### What needs to be done
Go through the entries and copy every line that has the string "seawater" in it.
§
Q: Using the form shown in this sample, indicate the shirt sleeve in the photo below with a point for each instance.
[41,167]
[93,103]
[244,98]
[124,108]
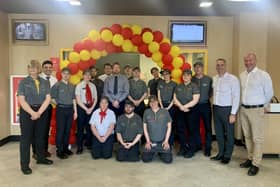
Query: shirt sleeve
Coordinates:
[235,90]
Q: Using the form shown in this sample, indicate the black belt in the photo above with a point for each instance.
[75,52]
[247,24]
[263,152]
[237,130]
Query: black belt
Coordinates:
[252,106]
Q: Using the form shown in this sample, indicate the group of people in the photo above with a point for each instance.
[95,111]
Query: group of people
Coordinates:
[112,106]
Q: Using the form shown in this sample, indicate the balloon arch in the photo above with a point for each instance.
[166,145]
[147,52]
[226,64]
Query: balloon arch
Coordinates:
[125,38]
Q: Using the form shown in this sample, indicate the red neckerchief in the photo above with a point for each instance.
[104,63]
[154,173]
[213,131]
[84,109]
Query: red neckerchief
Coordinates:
[102,115]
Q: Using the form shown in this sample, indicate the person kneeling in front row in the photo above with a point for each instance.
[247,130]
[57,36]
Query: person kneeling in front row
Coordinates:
[157,129]
[102,123]
[129,131]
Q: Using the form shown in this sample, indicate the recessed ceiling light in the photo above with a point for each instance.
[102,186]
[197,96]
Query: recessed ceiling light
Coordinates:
[205,4]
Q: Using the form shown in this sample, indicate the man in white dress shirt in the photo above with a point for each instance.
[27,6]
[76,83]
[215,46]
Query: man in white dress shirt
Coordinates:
[257,91]
[226,90]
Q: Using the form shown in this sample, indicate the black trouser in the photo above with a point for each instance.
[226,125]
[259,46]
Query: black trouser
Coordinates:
[188,121]
[131,155]
[32,131]
[102,150]
[46,130]
[83,123]
[204,112]
[118,111]
[165,155]
[64,119]
[224,130]
[140,109]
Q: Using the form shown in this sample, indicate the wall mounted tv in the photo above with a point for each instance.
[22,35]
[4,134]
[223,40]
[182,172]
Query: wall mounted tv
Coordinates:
[190,33]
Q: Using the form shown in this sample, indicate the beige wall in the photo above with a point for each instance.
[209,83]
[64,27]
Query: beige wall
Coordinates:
[4,78]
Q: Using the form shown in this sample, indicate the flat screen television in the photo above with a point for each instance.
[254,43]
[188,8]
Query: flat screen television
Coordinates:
[191,33]
[31,31]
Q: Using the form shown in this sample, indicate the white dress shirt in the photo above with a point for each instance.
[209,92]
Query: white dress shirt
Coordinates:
[103,127]
[256,87]
[52,79]
[226,91]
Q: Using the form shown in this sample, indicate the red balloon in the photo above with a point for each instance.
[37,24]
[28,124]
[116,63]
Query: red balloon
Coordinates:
[137,40]
[158,36]
[143,48]
[99,45]
[88,45]
[167,59]
[127,33]
[74,68]
[78,46]
[148,54]
[146,30]
[164,48]
[58,75]
[186,66]
[116,29]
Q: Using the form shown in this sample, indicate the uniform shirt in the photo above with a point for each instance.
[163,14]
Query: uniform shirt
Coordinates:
[156,123]
[205,87]
[152,85]
[226,91]
[137,88]
[103,127]
[28,89]
[166,90]
[63,93]
[256,87]
[99,84]
[123,88]
[129,128]
[103,77]
[52,79]
[81,91]
[184,93]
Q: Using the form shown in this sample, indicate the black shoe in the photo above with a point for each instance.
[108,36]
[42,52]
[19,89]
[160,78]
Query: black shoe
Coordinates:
[26,171]
[246,164]
[217,157]
[61,155]
[189,154]
[253,170]
[79,151]
[68,152]
[225,160]
[45,162]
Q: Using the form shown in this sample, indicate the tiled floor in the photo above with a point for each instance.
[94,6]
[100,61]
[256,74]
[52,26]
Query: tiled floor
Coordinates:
[82,171]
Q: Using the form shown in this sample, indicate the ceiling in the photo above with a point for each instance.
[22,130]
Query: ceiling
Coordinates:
[136,7]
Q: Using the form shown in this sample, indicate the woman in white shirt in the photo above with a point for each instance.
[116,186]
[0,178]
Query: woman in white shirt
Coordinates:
[102,123]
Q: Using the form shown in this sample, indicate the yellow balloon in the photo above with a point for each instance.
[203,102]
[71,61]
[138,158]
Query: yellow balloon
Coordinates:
[74,57]
[63,64]
[157,56]
[85,55]
[136,29]
[165,40]
[148,37]
[95,54]
[176,73]
[117,40]
[153,47]
[127,46]
[106,35]
[94,35]
[177,62]
[75,79]
[175,51]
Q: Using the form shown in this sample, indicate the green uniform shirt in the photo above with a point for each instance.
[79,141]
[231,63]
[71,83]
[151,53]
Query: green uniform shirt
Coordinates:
[166,91]
[184,93]
[129,128]
[63,93]
[28,89]
[137,88]
[156,123]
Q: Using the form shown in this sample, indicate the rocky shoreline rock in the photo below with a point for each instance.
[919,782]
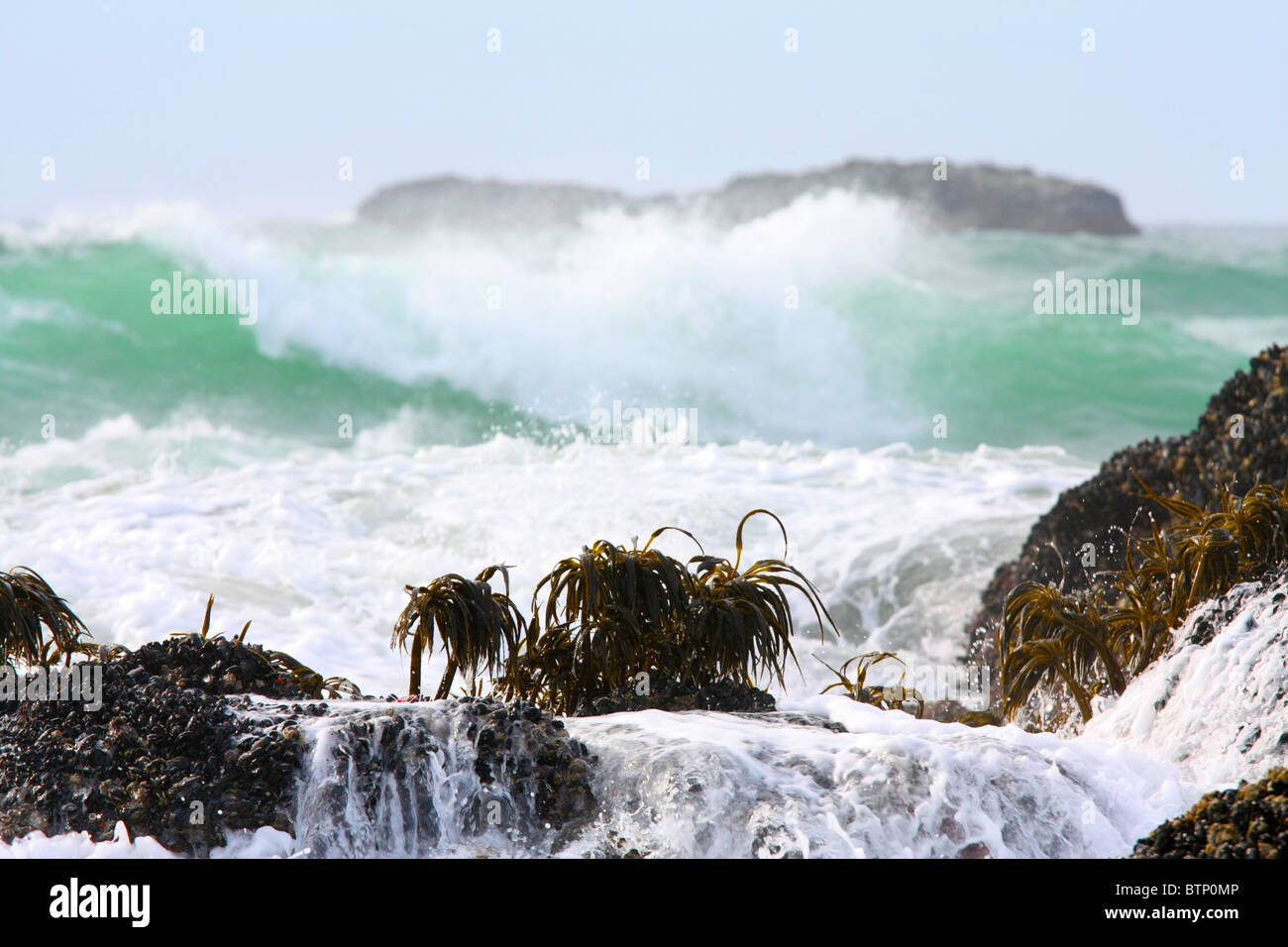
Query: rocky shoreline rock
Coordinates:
[670,694]
[1190,466]
[163,754]
[1245,822]
[971,196]
[180,751]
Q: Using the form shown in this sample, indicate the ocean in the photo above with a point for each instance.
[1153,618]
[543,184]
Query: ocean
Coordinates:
[403,405]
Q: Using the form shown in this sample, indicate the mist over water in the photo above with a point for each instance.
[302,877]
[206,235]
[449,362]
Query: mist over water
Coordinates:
[150,459]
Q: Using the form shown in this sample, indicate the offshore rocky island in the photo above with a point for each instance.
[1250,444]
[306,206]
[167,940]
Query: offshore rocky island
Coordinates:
[1172,643]
[962,196]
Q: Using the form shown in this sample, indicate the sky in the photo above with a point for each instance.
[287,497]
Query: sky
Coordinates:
[256,124]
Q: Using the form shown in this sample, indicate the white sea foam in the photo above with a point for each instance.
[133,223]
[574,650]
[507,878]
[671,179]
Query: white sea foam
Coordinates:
[137,526]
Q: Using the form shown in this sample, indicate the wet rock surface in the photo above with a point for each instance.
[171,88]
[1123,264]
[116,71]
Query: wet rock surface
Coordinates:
[1192,466]
[181,753]
[1245,822]
[665,693]
[417,779]
[163,754]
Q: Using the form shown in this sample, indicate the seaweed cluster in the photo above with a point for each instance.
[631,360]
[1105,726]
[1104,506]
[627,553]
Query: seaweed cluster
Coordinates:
[29,608]
[614,618]
[1193,467]
[1094,641]
[1245,822]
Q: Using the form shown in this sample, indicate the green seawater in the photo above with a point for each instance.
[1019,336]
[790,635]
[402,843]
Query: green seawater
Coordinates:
[943,328]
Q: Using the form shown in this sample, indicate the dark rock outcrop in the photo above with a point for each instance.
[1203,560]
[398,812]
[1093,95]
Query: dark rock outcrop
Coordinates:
[1245,822]
[973,196]
[163,754]
[1192,466]
[670,694]
[179,751]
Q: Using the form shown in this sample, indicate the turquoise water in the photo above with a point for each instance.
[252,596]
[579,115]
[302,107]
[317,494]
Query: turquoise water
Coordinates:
[894,328]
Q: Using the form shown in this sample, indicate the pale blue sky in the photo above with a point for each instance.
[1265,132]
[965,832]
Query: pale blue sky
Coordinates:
[254,125]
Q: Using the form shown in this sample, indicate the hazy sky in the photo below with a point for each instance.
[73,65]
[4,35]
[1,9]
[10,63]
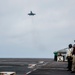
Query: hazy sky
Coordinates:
[51,29]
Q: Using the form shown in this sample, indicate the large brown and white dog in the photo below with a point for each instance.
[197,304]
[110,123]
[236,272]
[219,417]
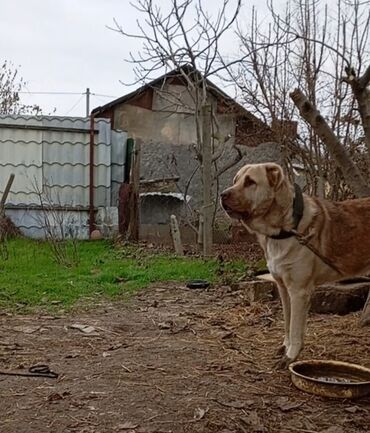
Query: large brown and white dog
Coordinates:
[266,203]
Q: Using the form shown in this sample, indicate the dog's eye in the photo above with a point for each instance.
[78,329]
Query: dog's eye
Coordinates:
[248,181]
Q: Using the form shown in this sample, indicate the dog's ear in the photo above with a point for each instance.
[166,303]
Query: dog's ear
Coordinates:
[275,175]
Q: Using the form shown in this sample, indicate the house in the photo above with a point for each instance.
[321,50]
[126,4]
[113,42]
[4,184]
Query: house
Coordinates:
[160,115]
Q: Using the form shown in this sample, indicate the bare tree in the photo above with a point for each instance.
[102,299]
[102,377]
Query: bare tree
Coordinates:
[187,38]
[10,86]
[324,55]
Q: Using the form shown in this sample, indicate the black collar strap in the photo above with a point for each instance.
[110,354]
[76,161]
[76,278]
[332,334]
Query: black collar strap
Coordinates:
[298,207]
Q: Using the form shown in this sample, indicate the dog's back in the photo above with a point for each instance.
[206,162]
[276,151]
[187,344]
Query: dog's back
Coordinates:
[343,233]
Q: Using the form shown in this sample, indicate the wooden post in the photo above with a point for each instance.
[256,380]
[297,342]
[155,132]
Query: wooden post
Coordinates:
[176,236]
[207,179]
[365,317]
[133,231]
[5,194]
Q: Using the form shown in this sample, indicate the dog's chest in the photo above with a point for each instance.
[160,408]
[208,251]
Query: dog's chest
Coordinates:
[279,256]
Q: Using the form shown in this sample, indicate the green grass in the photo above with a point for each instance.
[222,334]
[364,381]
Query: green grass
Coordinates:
[30,277]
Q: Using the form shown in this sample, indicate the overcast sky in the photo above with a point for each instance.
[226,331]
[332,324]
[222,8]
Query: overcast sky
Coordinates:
[65,46]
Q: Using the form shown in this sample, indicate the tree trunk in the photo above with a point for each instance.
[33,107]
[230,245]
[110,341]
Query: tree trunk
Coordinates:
[133,230]
[351,173]
[207,179]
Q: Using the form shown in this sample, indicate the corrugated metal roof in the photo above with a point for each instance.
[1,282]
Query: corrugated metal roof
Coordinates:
[49,155]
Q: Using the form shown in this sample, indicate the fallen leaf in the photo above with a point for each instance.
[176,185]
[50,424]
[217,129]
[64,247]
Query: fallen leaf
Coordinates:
§
### Output
Q: Using the form shown in this sample, indicate the green seawater in the photo above with a point for each instance.
Query: green seawater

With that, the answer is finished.